**Task instructions**
Each entry needs to be given again, character for character.

**Provided material**

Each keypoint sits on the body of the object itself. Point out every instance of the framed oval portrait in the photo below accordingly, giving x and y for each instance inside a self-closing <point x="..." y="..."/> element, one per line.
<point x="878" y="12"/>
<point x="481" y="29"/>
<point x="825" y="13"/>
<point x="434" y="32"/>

**Exercise response**
Each keypoint sits on the body of the object itself. Point out every instance of the framed oval portrait in the photo below accordingly, giving x and y for each instance inside a self-closing <point x="..." y="..."/> element, one per line.
<point x="878" y="12"/>
<point x="481" y="29"/>
<point x="825" y="13"/>
<point x="434" y="32"/>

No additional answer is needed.